Object position labeling entries

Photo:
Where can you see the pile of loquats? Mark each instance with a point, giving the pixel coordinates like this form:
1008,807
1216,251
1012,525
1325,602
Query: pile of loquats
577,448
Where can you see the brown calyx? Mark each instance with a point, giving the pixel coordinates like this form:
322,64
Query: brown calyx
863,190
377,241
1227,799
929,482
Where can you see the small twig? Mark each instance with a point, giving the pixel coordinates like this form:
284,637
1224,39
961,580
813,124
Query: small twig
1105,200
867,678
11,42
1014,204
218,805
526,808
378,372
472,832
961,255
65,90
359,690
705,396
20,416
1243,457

---

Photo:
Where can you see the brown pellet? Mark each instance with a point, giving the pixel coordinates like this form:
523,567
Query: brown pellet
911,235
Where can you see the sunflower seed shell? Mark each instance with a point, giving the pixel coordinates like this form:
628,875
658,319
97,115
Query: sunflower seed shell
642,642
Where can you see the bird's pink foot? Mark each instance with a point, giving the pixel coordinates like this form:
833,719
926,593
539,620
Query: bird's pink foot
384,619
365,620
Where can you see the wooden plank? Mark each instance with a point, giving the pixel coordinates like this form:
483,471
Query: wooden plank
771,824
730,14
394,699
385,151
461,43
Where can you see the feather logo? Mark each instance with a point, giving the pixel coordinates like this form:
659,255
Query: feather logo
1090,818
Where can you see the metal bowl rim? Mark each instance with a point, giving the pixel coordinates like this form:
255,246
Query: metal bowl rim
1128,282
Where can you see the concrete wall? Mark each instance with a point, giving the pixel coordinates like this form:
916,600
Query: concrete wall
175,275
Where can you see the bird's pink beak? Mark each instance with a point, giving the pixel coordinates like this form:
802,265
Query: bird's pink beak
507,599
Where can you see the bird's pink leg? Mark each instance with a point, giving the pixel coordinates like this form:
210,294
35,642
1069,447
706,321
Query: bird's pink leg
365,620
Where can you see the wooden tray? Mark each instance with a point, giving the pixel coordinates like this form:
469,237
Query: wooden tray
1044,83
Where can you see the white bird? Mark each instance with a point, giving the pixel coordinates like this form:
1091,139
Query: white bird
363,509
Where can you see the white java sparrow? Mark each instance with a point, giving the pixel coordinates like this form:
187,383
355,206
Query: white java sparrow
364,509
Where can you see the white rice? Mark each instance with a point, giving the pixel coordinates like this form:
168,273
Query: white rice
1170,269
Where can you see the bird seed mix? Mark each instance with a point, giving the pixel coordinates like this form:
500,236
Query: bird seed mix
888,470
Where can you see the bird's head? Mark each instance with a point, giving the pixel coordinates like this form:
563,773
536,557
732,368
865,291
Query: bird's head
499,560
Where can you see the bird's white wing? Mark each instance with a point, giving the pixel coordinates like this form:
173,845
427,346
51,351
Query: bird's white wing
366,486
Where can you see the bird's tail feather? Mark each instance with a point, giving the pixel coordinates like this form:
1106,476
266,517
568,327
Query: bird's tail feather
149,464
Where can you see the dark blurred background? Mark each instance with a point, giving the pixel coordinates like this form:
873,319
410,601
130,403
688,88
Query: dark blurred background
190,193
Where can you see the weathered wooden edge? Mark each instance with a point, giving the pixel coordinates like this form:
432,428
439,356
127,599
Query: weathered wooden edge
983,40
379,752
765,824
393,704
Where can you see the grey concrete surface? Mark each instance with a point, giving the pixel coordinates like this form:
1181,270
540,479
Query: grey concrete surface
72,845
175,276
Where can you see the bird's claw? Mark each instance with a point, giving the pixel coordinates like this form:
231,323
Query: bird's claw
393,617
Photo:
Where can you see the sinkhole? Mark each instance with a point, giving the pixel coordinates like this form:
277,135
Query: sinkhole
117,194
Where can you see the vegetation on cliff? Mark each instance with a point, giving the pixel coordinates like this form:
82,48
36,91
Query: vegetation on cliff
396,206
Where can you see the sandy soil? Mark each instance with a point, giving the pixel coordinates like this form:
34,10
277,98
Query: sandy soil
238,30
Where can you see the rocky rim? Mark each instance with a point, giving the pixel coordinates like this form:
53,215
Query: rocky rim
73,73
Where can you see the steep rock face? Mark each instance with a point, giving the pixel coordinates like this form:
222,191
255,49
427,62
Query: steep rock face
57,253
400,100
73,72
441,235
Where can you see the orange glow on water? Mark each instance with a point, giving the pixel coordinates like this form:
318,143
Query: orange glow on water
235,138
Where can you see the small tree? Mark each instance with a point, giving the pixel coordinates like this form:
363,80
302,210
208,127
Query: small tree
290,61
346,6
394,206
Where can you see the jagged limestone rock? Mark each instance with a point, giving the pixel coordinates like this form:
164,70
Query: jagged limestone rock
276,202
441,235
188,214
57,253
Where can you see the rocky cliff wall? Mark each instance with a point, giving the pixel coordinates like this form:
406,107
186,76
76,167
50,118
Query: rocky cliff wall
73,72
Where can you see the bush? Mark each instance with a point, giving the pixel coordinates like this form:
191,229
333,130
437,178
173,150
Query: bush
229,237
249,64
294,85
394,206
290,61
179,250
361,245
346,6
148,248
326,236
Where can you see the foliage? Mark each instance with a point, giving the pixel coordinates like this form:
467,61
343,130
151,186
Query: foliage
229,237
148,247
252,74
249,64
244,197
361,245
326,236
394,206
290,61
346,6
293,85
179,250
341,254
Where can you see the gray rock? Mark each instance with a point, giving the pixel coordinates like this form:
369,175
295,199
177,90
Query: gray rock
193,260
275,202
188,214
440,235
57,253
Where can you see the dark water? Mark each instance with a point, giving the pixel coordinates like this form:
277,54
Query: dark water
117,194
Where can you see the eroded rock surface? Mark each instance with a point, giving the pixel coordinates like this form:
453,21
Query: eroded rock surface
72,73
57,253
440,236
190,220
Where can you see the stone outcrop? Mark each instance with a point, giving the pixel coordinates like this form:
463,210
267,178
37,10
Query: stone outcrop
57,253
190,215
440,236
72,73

==

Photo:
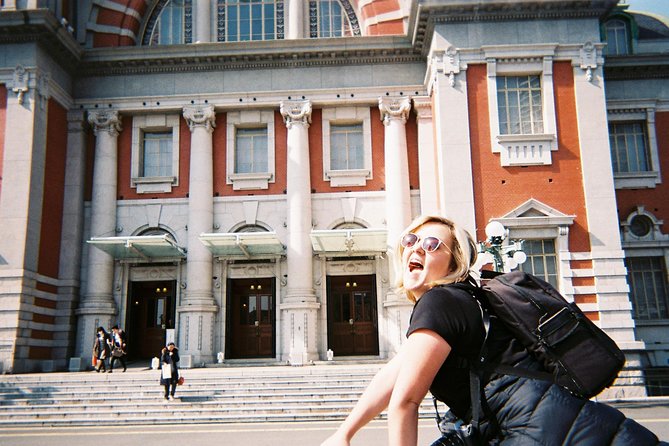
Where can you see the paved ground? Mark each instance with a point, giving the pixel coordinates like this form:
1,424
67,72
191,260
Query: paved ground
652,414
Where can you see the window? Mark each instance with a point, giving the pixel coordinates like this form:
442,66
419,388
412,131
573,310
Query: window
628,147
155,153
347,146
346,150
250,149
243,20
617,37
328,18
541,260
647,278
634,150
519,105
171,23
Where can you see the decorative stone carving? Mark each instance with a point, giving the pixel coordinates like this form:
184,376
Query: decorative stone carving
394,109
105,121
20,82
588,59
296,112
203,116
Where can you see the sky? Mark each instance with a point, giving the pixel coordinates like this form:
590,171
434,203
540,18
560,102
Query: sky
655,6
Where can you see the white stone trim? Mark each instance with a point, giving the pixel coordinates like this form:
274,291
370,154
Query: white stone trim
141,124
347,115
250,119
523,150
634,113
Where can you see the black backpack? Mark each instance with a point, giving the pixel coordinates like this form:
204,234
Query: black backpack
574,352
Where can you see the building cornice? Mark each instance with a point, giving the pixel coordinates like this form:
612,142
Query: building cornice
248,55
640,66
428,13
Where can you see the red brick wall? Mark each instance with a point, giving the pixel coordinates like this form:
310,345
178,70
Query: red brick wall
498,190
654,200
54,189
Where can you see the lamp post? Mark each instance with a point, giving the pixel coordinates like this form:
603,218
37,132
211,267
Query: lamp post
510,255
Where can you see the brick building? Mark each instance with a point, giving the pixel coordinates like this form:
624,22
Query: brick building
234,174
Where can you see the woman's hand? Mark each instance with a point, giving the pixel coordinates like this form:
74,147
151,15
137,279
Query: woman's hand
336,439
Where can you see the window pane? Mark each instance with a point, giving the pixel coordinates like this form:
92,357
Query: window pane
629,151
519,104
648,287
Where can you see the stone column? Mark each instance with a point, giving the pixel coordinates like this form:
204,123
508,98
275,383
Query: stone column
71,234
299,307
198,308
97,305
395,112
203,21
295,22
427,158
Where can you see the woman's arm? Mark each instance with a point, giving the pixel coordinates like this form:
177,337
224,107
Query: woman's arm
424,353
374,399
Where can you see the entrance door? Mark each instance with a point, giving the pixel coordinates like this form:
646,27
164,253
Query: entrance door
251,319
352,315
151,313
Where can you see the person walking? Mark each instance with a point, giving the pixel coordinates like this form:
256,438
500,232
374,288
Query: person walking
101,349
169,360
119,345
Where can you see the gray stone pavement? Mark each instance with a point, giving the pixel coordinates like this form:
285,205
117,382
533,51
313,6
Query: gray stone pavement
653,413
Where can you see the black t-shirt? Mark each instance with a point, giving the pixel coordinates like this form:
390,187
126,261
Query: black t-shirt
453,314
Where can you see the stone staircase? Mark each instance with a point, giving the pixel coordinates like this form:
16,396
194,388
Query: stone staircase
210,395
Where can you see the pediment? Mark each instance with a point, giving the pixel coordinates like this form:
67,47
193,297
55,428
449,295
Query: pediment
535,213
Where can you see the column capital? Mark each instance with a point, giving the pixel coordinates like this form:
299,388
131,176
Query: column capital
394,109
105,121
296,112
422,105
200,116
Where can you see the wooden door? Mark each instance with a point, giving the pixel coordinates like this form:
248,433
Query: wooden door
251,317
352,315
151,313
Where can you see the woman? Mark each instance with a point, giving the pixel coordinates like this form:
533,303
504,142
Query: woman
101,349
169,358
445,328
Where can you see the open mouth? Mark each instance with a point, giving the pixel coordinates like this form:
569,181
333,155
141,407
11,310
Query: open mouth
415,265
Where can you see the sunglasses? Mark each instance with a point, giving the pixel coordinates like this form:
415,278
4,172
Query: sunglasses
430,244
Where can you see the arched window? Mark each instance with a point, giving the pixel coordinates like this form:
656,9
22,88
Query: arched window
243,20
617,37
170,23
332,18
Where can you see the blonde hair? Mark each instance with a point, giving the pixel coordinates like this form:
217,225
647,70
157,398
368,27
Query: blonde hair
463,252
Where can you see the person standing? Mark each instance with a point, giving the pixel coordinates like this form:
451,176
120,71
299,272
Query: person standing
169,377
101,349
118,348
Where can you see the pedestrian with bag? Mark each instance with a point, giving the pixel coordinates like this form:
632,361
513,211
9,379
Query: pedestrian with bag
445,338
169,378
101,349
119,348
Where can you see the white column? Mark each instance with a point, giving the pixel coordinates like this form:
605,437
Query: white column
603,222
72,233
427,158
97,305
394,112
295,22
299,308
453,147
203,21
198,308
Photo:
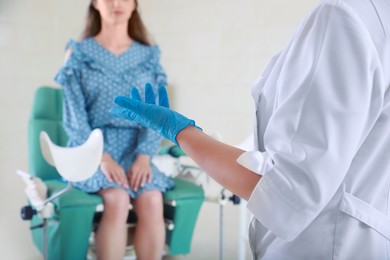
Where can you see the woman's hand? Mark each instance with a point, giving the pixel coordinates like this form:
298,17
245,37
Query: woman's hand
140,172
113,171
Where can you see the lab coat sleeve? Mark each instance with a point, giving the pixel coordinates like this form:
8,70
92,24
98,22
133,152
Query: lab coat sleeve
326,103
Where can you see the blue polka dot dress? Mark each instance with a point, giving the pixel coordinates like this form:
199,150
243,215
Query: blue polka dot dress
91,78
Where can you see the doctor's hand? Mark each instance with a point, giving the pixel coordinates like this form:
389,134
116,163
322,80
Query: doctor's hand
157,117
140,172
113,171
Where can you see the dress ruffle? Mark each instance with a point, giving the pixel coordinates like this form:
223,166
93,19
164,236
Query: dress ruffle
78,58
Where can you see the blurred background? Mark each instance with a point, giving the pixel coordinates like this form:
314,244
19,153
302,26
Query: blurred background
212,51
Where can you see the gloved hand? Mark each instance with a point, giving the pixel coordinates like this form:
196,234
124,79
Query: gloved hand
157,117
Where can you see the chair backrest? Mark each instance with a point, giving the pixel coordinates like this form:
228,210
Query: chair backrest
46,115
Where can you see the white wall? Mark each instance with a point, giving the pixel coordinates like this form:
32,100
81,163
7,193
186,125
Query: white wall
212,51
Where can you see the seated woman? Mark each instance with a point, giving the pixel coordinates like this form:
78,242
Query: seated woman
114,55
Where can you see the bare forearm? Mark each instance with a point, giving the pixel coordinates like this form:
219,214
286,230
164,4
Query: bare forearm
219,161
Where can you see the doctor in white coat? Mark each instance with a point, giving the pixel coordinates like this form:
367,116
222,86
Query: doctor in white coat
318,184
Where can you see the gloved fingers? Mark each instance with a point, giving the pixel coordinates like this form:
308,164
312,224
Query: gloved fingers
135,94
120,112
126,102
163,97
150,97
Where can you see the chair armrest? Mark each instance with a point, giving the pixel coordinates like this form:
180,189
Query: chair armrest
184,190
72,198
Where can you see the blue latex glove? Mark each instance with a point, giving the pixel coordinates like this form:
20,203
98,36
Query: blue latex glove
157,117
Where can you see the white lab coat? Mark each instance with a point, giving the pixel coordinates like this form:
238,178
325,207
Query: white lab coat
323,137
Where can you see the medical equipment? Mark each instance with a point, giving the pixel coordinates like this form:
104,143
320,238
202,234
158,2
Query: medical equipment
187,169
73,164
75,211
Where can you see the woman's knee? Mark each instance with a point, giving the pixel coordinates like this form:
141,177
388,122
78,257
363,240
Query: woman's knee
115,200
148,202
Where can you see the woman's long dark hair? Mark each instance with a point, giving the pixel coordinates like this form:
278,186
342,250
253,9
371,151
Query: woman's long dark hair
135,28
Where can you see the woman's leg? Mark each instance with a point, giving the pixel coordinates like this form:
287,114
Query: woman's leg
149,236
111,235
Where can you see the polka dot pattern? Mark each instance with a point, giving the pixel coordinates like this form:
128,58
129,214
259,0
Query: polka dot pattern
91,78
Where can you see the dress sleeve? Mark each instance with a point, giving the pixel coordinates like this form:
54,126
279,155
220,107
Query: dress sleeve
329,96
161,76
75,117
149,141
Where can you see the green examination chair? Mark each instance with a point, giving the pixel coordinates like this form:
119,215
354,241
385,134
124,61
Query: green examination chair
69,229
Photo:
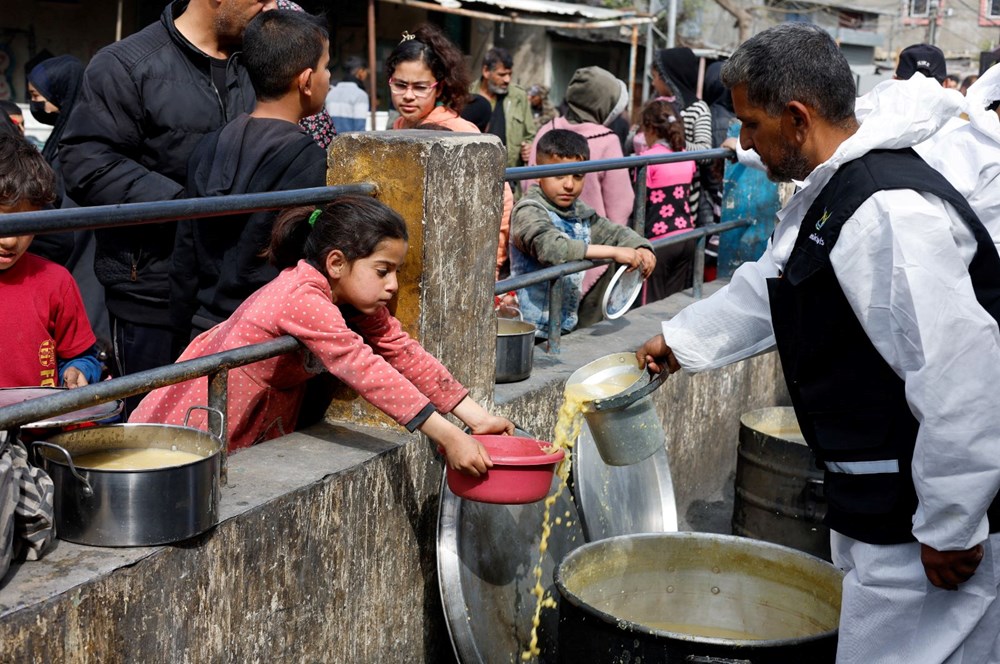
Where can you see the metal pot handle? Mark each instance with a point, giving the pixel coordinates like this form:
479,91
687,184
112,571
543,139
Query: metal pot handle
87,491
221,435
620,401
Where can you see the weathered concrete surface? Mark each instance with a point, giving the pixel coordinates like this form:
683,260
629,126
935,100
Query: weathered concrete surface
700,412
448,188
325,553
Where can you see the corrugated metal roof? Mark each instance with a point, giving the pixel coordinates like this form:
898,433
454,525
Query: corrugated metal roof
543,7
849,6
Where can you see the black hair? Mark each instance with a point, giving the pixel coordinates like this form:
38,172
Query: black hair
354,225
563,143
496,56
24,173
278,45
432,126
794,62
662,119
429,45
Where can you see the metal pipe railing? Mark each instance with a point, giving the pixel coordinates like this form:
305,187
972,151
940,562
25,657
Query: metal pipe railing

- [GIVEN TASK] Count the lines in the entries that contain the string "cliff". Case counts, so give only the number of lines with an exact-case match.

- [SOLUTION TO THE EXERCISE] 4